• **Short exercise**: Copy the listing below word for word, keeping every line unchanged.

(Coordinate annotation entries)

______

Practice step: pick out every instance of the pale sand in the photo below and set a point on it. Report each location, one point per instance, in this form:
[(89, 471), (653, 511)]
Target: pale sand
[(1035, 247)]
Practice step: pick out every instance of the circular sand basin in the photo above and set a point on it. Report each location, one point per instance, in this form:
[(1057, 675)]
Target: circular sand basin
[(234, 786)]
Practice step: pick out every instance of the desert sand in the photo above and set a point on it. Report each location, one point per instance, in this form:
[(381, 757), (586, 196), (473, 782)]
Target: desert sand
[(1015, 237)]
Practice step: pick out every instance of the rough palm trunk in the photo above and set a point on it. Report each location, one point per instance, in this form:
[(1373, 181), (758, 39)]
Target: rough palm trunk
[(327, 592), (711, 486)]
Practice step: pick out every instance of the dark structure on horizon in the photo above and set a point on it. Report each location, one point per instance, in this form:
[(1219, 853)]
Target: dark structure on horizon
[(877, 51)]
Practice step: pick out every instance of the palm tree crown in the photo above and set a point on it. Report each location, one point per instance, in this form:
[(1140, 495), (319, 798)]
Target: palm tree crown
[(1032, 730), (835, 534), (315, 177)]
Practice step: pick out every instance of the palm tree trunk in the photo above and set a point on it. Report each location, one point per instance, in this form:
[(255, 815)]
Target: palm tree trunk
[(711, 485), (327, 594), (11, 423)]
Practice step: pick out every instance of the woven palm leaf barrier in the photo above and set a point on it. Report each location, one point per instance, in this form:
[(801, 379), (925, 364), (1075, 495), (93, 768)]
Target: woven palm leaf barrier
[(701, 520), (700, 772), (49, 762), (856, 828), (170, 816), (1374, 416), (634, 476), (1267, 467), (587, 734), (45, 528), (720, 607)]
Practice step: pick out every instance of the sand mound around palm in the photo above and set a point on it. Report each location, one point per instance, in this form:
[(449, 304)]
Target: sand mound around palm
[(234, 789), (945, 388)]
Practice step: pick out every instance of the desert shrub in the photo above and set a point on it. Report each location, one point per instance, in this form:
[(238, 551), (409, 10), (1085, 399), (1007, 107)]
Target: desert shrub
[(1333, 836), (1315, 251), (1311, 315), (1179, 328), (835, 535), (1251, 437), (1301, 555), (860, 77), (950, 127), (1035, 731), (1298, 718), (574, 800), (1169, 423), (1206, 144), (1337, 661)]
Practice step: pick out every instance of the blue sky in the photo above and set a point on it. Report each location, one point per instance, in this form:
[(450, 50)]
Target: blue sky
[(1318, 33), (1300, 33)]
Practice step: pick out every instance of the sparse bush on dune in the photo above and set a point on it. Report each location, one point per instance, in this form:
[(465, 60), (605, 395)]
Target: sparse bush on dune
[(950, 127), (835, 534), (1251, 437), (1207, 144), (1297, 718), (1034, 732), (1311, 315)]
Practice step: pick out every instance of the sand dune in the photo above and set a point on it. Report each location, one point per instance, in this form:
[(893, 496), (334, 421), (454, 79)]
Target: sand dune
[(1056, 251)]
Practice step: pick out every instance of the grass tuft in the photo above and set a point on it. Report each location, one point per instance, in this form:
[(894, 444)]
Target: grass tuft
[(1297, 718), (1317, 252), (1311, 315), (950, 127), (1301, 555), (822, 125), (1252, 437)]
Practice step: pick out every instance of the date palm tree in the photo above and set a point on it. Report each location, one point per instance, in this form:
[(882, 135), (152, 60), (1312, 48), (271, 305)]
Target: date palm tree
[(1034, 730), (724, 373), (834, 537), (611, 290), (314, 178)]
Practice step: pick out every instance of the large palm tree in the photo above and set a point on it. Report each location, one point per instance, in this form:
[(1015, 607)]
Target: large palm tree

______

• **Result for this task**:
Practice step: pick out every instance of the pale sand in the photo below and set a point on it. Report each location, one point per instance, in this form:
[(89, 471), (653, 511)]
Target: pale sand
[(1035, 247)]
Practice step: pick out every instance of the circular sand basin in the photo above and set a point on it. Report each location, one point per instance, in this form:
[(1057, 675)]
Target: circular sand basin
[(234, 786)]
Practice step: pick out every instance of the desert sand in the photo above and set a point on it. Report each location, one point per instance, in this form:
[(381, 757), (586, 196), (473, 782)]
Target: desert sand
[(1015, 237)]
Practice step: pick out every instance of the rough palm trunk in the photo above and set a point on it. Report each location, one point per instance, in this form:
[(1373, 181), (758, 39)]
Target: rough palm trunk
[(327, 592), (711, 486)]
Practice step: pick out every instance of the dark structure on horizon in the photo above and set a point on it. Report each location, one point per instance, in this form:
[(1219, 853)]
Target: dark structure on horizon
[(877, 51)]
Practice step: pick out every instance of the palm tree crown in the photo above and set a point on it. Report each location, one point per instance, in this form:
[(1140, 495), (319, 798)]
Target: palm tree crown
[(1032, 730), (835, 534), (315, 177)]
Practice step: pick out every instance of the palm tree trunk in the photo above and set a point on it. Report each location, one point per instance, in this form:
[(255, 815)]
Target: palm tree trunk
[(711, 485), (327, 594), (11, 423)]
Practice step: pick out every instance of the woven palm leaf barrier in the photo above and set a point on it. Report each location, one point per instance, in this form:
[(801, 379), (925, 364), (1075, 495), (93, 768)]
Target: woven palm leaf barrier
[(701, 520), (700, 772), (49, 762), (856, 828), (170, 816), (1374, 416), (634, 476), (1267, 467), (587, 734), (45, 528), (720, 607)]
Practice step: pick out every instance of the sand mound around palm in the photo above and set a point on it. Report each location, one point per instance, in this form:
[(449, 304)]
Target: sand mound around palm
[(234, 789), (945, 388)]
Practice step: pick out every instance of the desert shrub in the photo above and set a point on it. Report each location, one point per instance, in this form:
[(238, 551), (409, 10), (1085, 399), (1007, 107)]
Target: desert shrub
[(1333, 836), (1315, 251), (1311, 315), (1179, 328), (835, 535), (1251, 437), (1301, 555), (860, 77), (950, 127), (1035, 731), (1298, 718), (574, 800), (1169, 423), (1206, 144), (1337, 661)]
Practice step: pick out every instance of the blue sky in the photo above and set a point on it. Report each location, one point per instance, in this form:
[(450, 50)]
Target: blue sky
[(1318, 33), (1300, 33)]
Practice step: pick out every instance of the sparse bush on dune in the photo above and set a point on it. Report each location, one point per instance, in this form:
[(465, 60), (605, 395)]
Target: sparse bush on dune
[(950, 127), (835, 534), (1251, 437), (1207, 144), (1297, 718), (1034, 732), (1311, 315)]
Practice step: pick out every instance of the sand dune in the photo above and set a point on it. Report each location, one point per instance, in this form:
[(893, 496), (334, 421), (454, 79)]
Target: sand dune
[(1056, 251)]
Practice step: pick out every instance of the grass tuft in the photo above and set a point on it. Report each location, one point per instance, in this form:
[(894, 444)]
Target: grass tuft
[(1297, 718), (1317, 252), (1311, 315), (950, 127), (1301, 555), (822, 125), (1252, 437)]
Practice step: pick out every instance of the date palm tree in the photo above and set a point on it. Report each location, one point per instance, in this form:
[(882, 135), (152, 60), (1312, 48), (271, 305)]
Target: date palm tree
[(1034, 730), (724, 373), (834, 537), (611, 290), (314, 178)]
Practice step: pick out every instance of the large palm tree in the photo above and set a point on it. Report each location, one point per instance, in this form:
[(1015, 607)]
Target: large palm tree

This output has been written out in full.